-- Actions to take --
**a)** According to the news item about amphibian decline, in what year was the Declining Amphibian Populations Task Force formed?
**b)** Decide whether each statement agrees with the news item about amphibian decline. Answer yes or no for each and quote the deciding words from the news item.
(i) The task force is made up of about a hundred working groups.
(ii) The task force has several employees in England.
(iii) The task force's CD database has already been issued.
**c)** List every global factor that the news item about amphibian decline names as a feared cause of the decline.

-- Text passage --
####
San Diego

A website designed to describe all amphibian species was launched last week as part of the efforts of an international task force to promote research into the decline in amphibian populations.

The website (http://www.amphibiaweb.org) is the latest project by members of the Declining Amphibian Populations Task Force, a worldwide organization of about a hundred working groups (each containing 1–20 scientists) studying the amphibians' decline.

Over the next year, the task force intends to issue a CD database that is planned to include all available data on declining amphibian species.

Frog populations have declined over the past decade, particularly in countries such as Costa Rica, Panama and Australia. As evidence of amphibian decline has mounted, fears have grown that the decline is caused by one or more global factors, including increased ionizing radiation from ozone depletion, chemical contamination, pathogens or unknown stress factors.

Amphibians are important for ecological and biodiversity studies, giving information on the ecological impact of global change, sometimes with implications for humans. Formed in 1992, the task force is a grass-roots response to declining amphibian populations. It has one employee based at the Open University in England, and can be reached through its website (http://www.open.ac.uk/OU/Academic/Biology/J_Baker/JBtxt.htm).
####
-- Extracted material --
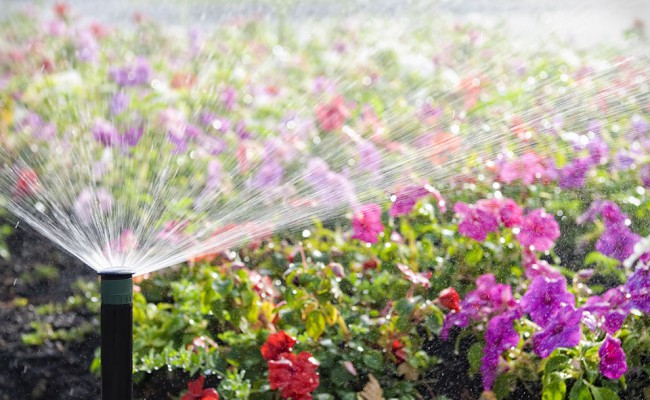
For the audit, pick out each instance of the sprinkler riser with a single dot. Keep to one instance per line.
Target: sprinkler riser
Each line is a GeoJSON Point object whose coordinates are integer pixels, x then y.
{"type": "Point", "coordinates": [117, 336]}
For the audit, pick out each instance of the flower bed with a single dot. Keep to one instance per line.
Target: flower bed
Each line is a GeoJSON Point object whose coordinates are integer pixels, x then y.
{"type": "Point", "coordinates": [521, 273]}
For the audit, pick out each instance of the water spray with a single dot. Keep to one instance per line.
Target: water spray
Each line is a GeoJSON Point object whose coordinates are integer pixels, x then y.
{"type": "Point", "coordinates": [117, 336]}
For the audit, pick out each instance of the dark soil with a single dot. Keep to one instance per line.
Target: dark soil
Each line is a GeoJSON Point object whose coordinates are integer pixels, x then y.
{"type": "Point", "coordinates": [56, 369]}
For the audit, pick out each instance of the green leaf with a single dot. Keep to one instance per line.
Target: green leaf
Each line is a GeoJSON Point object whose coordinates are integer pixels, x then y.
{"type": "Point", "coordinates": [603, 393]}
{"type": "Point", "coordinates": [331, 314]}
{"type": "Point", "coordinates": [374, 360]}
{"type": "Point", "coordinates": [554, 390]}
{"type": "Point", "coordinates": [474, 355]}
{"type": "Point", "coordinates": [315, 324]}
{"type": "Point", "coordinates": [600, 259]}
{"type": "Point", "coordinates": [555, 363]}
{"type": "Point", "coordinates": [580, 391]}
{"type": "Point", "coordinates": [474, 256]}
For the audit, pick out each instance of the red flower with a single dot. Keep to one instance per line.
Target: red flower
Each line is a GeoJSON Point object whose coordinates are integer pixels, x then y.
{"type": "Point", "coordinates": [398, 351]}
{"type": "Point", "coordinates": [196, 391]}
{"type": "Point", "coordinates": [295, 375]}
{"type": "Point", "coordinates": [276, 345]}
{"type": "Point", "coordinates": [449, 298]}
{"type": "Point", "coordinates": [26, 184]}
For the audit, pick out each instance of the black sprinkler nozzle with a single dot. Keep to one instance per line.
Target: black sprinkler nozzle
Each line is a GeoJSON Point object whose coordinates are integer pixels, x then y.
{"type": "Point", "coordinates": [117, 336]}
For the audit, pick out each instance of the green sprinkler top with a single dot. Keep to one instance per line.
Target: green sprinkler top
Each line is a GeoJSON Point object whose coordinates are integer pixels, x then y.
{"type": "Point", "coordinates": [117, 289]}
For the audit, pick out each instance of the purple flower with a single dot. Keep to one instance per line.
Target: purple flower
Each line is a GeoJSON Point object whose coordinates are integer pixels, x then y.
{"type": "Point", "coordinates": [640, 125]}
{"type": "Point", "coordinates": [510, 213]}
{"type": "Point", "coordinates": [215, 174]}
{"type": "Point", "coordinates": [269, 174]}
{"type": "Point", "coordinates": [573, 175]}
{"type": "Point", "coordinates": [617, 242]}
{"type": "Point", "coordinates": [87, 48]}
{"type": "Point", "coordinates": [562, 331]}
{"type": "Point", "coordinates": [539, 230]}
{"type": "Point", "coordinates": [612, 214]}
{"type": "Point", "coordinates": [595, 126]}
{"type": "Point", "coordinates": [598, 150]}
{"type": "Point", "coordinates": [624, 160]}
{"type": "Point", "coordinates": [644, 175]}
{"type": "Point", "coordinates": [229, 98]}
{"type": "Point", "coordinates": [212, 145]}
{"type": "Point", "coordinates": [92, 204]}
{"type": "Point", "coordinates": [545, 298]}
{"type": "Point", "coordinates": [133, 75]}
{"type": "Point", "coordinates": [34, 125]}
{"type": "Point", "coordinates": [105, 133]}
{"type": "Point", "coordinates": [487, 300]}
{"type": "Point", "coordinates": [119, 102]}
{"type": "Point", "coordinates": [330, 187]}
{"type": "Point", "coordinates": [591, 213]}
{"type": "Point", "coordinates": [131, 136]}
{"type": "Point", "coordinates": [242, 132]}
{"type": "Point", "coordinates": [369, 157]}
{"type": "Point", "coordinates": [613, 363]}
{"type": "Point", "coordinates": [499, 337]}
{"type": "Point", "coordinates": [638, 288]}
{"type": "Point", "coordinates": [407, 196]}
{"type": "Point", "coordinates": [476, 223]}
{"type": "Point", "coordinates": [608, 311]}
{"type": "Point", "coordinates": [366, 223]}
{"type": "Point", "coordinates": [535, 267]}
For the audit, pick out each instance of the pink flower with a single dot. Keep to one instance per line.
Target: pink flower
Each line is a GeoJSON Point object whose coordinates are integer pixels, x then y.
{"type": "Point", "coordinates": [539, 230]}
{"type": "Point", "coordinates": [510, 213]}
{"type": "Point", "coordinates": [366, 223]}
{"type": "Point", "coordinates": [476, 223]}
{"type": "Point", "coordinates": [333, 115]}
{"type": "Point", "coordinates": [613, 363]}
{"type": "Point", "coordinates": [421, 279]}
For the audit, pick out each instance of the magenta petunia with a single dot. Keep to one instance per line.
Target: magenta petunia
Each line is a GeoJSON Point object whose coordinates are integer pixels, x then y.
{"type": "Point", "coordinates": [562, 331]}
{"type": "Point", "coordinates": [545, 298]}
{"type": "Point", "coordinates": [535, 267]}
{"type": "Point", "coordinates": [617, 242]}
{"type": "Point", "coordinates": [499, 337]}
{"type": "Point", "coordinates": [608, 311]}
{"type": "Point", "coordinates": [476, 222]}
{"type": "Point", "coordinates": [613, 363]}
{"type": "Point", "coordinates": [366, 223]}
{"type": "Point", "coordinates": [539, 230]}
{"type": "Point", "coordinates": [510, 213]}
{"type": "Point", "coordinates": [488, 299]}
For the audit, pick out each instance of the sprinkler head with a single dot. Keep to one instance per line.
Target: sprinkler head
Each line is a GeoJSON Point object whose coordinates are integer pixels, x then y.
{"type": "Point", "coordinates": [117, 336]}
{"type": "Point", "coordinates": [117, 288]}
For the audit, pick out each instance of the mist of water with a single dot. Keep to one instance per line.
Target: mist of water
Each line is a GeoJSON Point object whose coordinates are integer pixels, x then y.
{"type": "Point", "coordinates": [196, 142]}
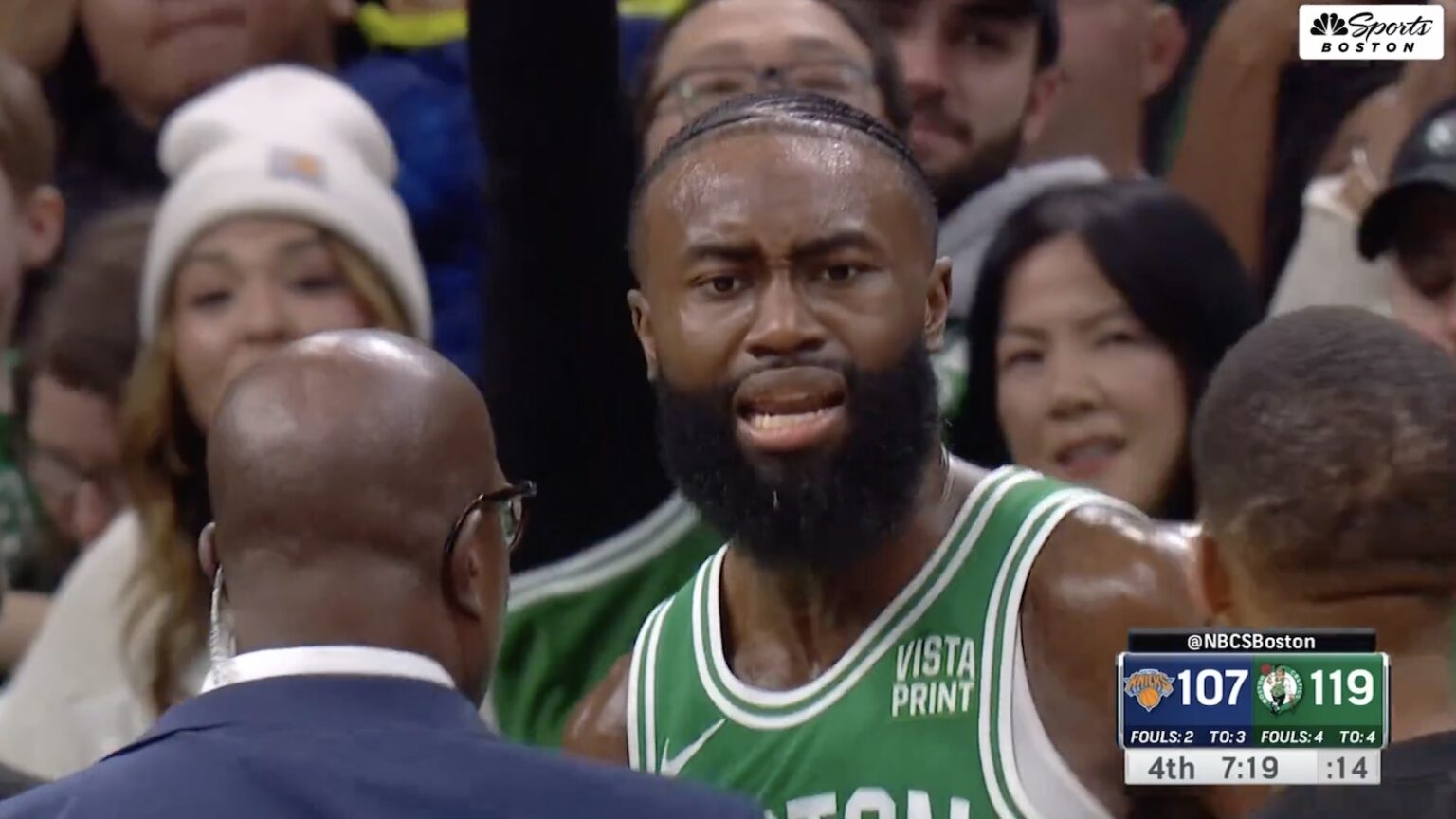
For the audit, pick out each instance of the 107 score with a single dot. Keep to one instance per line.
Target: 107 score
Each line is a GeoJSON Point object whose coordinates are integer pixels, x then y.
{"type": "Point", "coordinates": [1355, 688]}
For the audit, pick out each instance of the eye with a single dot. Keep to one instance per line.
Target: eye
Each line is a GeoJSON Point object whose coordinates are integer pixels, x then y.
{"type": "Point", "coordinates": [1015, 358]}
{"type": "Point", "coordinates": [721, 284]}
{"type": "Point", "coordinates": [209, 299]}
{"type": "Point", "coordinates": [1117, 337]}
{"type": "Point", "coordinates": [841, 273]}
{"type": "Point", "coordinates": [318, 283]}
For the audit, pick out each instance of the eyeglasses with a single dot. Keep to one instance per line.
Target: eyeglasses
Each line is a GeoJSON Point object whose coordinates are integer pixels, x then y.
{"type": "Point", "coordinates": [57, 477]}
{"type": "Point", "coordinates": [511, 513]}
{"type": "Point", "coordinates": [696, 91]}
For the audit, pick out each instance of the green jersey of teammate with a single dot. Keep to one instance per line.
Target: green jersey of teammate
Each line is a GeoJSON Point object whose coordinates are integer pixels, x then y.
{"type": "Point", "coordinates": [568, 623]}
{"type": "Point", "coordinates": [915, 720]}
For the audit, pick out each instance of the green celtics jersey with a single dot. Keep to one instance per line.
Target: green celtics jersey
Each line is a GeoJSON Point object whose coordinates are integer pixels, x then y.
{"type": "Point", "coordinates": [568, 623]}
{"type": "Point", "coordinates": [913, 721]}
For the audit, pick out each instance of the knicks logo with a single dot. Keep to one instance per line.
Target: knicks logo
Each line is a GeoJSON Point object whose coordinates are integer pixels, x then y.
{"type": "Point", "coordinates": [1148, 686]}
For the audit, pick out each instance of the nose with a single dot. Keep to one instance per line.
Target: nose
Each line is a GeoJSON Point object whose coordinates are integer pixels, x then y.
{"type": "Point", "coordinates": [1073, 391]}
{"type": "Point", "coordinates": [264, 318]}
{"type": "Point", "coordinates": [91, 512]}
{"type": "Point", "coordinates": [784, 325]}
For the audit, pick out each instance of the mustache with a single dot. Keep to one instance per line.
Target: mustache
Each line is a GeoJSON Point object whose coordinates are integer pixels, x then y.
{"type": "Point", "coordinates": [931, 113]}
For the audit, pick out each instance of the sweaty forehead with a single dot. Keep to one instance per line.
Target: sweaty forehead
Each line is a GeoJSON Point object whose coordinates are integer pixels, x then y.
{"type": "Point", "coordinates": [776, 190]}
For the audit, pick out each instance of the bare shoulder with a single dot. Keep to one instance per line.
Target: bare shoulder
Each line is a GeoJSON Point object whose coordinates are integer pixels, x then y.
{"type": "Point", "coordinates": [1113, 561]}
{"type": "Point", "coordinates": [597, 729]}
{"type": "Point", "coordinates": [1102, 572]}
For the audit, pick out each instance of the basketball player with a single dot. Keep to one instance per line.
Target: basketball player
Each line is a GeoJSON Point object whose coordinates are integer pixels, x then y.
{"type": "Point", "coordinates": [888, 631]}
{"type": "Point", "coordinates": [1325, 455]}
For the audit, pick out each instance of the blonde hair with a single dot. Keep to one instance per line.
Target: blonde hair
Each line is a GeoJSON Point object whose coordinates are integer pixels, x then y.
{"type": "Point", "coordinates": [27, 129]}
{"type": "Point", "coordinates": [166, 472]}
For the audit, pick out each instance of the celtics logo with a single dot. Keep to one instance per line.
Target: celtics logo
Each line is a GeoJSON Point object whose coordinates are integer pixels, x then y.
{"type": "Point", "coordinates": [1279, 688]}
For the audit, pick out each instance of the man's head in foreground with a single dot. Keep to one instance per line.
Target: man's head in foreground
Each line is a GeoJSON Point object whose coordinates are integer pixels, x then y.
{"type": "Point", "coordinates": [788, 299]}
{"type": "Point", "coordinates": [1325, 460]}
{"type": "Point", "coordinates": [347, 474]}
####
-- Task-by-task results --
**a)** 1992

**b)**
(i) Yes: "a worldwide organization of about a hundred working groups"
(ii) No: "It has one employee based at the Open University in England"
(iii) No: "Over the next year, the task force intends to issue a CD database"

**c)**
- increased ionizing radiation from ozone depletion
- chemical contamination
- pathogens
- unknown stress factors